⟨
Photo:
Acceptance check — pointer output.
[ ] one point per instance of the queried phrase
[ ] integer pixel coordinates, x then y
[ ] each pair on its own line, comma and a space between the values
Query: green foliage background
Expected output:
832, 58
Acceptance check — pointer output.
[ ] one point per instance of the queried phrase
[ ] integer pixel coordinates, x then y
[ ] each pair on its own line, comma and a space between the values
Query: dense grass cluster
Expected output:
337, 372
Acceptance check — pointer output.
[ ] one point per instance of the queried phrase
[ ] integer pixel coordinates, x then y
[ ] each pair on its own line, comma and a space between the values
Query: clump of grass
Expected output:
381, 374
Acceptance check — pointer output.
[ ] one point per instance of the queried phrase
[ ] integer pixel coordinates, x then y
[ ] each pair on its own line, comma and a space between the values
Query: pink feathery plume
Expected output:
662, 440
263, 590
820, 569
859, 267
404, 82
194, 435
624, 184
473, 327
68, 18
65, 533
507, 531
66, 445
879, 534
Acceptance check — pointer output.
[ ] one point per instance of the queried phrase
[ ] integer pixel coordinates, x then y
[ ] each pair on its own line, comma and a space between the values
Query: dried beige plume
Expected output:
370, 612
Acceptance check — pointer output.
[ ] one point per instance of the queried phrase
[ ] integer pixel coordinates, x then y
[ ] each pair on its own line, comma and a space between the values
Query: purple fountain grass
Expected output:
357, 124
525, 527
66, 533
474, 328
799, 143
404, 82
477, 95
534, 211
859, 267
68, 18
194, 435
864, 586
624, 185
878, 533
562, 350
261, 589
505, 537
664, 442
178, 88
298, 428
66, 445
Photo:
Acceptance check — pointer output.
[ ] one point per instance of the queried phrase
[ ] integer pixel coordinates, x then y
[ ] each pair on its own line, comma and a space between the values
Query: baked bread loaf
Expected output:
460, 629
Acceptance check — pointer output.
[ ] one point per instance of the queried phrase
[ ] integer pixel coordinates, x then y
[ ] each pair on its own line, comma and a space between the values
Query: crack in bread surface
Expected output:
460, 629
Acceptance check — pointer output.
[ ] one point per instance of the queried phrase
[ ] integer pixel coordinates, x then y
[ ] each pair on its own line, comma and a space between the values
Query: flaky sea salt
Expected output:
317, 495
⟩
THE TASK:
Return each line in the records that holds the string "plume".

WRITTEN SOLUTION:
Query: pink feathery plume
Query: dried beige plume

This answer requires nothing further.